§ Goal of the exercise
Turn the material from the line holding "of the overcast" through the line holding "Query: overcast sky", both included, into a numbered list, leaving out any blank lines.

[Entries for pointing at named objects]
================================
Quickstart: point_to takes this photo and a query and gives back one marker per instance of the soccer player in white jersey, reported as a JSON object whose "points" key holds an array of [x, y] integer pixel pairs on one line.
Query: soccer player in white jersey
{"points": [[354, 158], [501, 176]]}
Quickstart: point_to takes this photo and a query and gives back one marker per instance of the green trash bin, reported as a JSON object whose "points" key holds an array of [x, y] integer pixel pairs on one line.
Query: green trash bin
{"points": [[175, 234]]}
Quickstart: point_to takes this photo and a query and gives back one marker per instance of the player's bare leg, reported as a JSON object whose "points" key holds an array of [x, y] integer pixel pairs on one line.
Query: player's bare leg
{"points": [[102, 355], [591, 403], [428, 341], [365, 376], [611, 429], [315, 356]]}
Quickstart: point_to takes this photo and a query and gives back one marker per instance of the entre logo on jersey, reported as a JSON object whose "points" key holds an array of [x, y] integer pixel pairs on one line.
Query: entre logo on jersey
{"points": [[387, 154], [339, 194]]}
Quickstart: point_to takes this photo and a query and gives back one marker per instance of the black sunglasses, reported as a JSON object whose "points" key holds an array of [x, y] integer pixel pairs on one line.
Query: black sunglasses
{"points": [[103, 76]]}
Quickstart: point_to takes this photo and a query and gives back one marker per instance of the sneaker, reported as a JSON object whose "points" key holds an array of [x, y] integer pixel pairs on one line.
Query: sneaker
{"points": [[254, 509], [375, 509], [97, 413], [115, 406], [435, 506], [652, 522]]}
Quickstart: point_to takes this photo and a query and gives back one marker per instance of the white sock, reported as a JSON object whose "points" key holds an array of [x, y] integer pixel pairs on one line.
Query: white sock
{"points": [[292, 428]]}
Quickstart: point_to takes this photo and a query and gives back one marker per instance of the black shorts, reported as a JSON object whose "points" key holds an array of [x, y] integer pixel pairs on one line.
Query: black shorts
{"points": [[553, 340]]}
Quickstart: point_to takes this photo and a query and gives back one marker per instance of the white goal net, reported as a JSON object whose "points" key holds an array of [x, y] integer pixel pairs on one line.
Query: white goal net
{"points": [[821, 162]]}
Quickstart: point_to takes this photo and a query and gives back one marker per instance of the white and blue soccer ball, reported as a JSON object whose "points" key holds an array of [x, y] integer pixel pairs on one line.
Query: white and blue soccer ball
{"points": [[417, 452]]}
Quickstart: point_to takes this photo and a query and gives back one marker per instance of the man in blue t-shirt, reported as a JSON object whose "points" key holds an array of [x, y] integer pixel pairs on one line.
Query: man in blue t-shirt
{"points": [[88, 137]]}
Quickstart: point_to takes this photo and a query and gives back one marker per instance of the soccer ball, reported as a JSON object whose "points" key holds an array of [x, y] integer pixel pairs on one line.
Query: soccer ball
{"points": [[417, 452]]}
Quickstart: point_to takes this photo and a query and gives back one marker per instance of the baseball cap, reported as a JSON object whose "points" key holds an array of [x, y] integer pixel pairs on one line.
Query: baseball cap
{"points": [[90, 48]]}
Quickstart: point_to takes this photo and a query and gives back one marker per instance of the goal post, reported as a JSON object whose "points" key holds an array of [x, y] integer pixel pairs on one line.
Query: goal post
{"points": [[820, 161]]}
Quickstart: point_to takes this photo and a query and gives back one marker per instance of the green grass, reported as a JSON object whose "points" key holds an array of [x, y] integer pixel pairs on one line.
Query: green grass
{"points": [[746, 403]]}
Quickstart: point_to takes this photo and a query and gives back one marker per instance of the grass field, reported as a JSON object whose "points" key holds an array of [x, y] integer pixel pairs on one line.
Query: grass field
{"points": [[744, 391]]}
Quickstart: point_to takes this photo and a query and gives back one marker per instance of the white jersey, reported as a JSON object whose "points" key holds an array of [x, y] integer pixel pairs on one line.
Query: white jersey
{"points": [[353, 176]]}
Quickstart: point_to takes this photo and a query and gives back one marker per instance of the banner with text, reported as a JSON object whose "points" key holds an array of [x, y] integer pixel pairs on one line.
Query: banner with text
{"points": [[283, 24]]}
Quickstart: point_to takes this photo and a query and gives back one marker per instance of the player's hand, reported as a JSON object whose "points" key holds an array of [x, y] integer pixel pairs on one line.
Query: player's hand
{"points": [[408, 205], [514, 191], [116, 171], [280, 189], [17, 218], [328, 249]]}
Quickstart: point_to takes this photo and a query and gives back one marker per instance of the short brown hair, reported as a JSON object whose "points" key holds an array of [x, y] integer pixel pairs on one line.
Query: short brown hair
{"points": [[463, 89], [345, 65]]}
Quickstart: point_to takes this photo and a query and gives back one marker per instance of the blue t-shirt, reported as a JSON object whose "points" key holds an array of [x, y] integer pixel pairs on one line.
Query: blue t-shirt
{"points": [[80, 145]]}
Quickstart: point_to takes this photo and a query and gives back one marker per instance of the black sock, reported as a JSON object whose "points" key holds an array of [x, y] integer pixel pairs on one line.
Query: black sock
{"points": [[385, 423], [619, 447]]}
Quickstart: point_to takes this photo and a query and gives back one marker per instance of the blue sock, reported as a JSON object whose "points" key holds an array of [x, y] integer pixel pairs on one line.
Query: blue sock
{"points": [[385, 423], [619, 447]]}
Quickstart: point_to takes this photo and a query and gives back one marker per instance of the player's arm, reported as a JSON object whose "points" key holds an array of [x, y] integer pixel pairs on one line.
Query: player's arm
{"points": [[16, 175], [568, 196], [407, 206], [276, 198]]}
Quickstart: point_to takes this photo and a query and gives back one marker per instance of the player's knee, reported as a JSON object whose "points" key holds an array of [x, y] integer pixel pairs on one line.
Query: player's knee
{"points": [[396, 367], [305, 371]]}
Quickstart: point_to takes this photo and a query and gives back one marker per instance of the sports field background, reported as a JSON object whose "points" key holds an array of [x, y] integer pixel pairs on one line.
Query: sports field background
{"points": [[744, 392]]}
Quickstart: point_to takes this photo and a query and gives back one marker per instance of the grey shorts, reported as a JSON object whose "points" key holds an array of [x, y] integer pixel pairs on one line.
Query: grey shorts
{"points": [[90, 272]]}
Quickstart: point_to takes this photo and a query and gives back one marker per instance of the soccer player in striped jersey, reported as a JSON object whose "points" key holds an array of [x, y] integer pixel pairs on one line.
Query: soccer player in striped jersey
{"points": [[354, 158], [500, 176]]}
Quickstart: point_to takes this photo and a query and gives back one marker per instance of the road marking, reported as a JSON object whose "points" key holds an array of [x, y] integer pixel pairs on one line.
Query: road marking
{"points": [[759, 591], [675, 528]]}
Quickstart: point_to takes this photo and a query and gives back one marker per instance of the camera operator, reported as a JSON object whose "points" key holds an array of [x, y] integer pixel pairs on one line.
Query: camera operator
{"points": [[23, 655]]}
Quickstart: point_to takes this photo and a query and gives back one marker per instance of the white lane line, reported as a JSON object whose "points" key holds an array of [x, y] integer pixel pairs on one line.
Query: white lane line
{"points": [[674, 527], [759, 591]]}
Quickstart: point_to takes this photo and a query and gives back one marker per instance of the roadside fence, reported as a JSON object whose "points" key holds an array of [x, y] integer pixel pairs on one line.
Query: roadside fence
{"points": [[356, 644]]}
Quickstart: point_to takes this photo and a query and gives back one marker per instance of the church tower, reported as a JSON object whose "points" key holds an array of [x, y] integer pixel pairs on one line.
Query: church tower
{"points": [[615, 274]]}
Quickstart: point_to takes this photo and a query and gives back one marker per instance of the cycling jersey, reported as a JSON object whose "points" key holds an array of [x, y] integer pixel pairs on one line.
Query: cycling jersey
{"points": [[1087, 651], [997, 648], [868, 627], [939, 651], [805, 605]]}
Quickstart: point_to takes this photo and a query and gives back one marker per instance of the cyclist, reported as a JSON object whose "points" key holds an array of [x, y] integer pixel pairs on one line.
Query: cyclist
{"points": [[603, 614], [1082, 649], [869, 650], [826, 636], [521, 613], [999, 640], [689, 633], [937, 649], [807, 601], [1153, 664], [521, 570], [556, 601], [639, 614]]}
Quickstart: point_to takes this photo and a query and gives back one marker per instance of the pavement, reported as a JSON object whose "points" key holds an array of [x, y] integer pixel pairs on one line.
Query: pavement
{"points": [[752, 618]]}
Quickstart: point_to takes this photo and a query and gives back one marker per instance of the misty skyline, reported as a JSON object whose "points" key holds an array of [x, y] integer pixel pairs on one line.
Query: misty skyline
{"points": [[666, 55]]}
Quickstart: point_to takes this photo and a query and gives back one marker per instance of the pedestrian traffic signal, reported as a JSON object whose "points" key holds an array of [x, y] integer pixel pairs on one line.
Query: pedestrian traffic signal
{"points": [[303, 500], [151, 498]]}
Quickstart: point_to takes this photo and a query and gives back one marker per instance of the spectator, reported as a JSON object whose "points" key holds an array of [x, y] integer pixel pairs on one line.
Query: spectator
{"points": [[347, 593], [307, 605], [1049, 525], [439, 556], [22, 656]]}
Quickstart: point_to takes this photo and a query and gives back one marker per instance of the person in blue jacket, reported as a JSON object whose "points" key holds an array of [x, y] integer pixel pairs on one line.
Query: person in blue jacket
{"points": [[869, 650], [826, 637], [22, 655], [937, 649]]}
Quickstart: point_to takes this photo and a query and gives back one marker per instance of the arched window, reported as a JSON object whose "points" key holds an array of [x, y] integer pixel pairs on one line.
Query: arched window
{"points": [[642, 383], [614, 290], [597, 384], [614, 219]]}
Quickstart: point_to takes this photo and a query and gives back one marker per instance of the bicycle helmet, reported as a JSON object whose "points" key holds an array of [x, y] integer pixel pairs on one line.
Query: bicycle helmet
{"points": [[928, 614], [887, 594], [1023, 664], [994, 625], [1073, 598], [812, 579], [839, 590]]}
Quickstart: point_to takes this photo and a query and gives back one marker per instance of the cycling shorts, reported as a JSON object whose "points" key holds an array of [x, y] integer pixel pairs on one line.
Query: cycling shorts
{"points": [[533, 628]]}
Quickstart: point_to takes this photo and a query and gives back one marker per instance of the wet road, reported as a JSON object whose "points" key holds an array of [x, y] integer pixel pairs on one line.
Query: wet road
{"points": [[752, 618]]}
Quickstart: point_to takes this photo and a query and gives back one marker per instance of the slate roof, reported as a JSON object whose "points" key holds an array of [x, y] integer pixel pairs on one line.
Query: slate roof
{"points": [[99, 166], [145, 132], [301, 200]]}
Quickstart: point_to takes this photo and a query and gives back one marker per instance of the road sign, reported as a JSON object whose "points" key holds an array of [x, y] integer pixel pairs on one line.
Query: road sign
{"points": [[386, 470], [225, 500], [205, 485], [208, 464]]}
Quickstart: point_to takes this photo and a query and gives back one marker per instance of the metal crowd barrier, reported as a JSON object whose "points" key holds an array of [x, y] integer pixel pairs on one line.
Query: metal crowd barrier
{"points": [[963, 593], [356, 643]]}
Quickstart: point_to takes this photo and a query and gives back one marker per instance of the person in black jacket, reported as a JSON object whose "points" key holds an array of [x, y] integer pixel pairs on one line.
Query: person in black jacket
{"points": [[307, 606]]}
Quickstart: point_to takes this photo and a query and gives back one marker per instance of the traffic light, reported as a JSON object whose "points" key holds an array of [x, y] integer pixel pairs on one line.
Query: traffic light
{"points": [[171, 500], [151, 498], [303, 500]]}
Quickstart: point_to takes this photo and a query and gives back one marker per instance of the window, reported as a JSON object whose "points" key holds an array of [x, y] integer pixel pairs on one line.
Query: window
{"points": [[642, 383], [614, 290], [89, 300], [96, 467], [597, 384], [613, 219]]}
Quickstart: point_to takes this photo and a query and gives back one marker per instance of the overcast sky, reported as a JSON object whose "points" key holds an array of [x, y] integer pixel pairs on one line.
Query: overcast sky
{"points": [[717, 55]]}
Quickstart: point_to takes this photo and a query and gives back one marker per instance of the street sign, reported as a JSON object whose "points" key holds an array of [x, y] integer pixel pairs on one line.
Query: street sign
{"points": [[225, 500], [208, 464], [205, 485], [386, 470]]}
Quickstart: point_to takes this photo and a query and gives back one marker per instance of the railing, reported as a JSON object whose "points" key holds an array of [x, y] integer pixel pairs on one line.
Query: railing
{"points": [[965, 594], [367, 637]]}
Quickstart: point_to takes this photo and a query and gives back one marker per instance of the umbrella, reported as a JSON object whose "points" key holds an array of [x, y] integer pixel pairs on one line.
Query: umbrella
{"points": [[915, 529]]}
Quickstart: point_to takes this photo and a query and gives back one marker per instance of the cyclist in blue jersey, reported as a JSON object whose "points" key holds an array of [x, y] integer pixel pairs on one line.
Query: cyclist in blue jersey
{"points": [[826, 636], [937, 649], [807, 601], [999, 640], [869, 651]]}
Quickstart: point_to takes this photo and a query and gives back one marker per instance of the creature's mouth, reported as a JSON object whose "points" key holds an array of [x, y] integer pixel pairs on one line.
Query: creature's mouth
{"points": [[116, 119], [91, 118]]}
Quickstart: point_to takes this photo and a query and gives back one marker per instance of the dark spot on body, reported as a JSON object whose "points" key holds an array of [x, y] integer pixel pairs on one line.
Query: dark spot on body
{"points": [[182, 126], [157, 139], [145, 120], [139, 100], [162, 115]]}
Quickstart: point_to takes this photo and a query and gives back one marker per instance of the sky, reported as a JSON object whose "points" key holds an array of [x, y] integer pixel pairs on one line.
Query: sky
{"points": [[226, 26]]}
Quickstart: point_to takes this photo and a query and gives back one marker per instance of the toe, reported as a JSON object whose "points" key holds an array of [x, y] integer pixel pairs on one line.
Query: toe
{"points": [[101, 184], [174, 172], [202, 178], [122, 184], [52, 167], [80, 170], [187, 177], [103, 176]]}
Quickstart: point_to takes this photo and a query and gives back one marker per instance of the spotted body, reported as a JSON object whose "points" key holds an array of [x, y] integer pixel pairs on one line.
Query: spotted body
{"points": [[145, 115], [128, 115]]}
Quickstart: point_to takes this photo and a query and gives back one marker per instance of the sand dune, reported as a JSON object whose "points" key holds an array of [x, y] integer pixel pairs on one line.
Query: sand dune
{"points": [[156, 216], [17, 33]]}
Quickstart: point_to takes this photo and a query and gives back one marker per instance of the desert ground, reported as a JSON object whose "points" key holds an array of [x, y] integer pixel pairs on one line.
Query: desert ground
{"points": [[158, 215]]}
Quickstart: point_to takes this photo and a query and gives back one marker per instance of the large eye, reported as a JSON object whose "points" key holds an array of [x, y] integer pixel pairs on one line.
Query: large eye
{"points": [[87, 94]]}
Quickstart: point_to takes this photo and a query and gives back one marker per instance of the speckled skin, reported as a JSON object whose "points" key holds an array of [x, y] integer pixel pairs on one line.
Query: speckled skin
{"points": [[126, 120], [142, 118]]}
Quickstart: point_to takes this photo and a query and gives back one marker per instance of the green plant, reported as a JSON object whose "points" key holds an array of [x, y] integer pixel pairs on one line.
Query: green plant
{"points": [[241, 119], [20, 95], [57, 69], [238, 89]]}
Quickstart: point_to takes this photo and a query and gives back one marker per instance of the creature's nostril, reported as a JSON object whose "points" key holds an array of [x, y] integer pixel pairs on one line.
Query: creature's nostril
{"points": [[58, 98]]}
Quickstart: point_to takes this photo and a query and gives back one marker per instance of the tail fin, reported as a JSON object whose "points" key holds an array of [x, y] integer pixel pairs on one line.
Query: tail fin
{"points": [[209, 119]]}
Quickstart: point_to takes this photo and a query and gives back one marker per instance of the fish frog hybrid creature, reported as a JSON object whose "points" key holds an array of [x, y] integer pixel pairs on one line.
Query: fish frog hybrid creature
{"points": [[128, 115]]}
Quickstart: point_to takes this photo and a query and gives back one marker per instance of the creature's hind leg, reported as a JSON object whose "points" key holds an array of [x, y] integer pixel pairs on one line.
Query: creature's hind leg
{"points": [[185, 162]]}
================================
§ Result below
1. Quickstart: point_to takes this photo and a query and gives back one marker per instance of the overcast sky, reported as a JSON object whose "points" key holds an array of [x, y] integer pixel pairs on one line.
2. Query: overcast sky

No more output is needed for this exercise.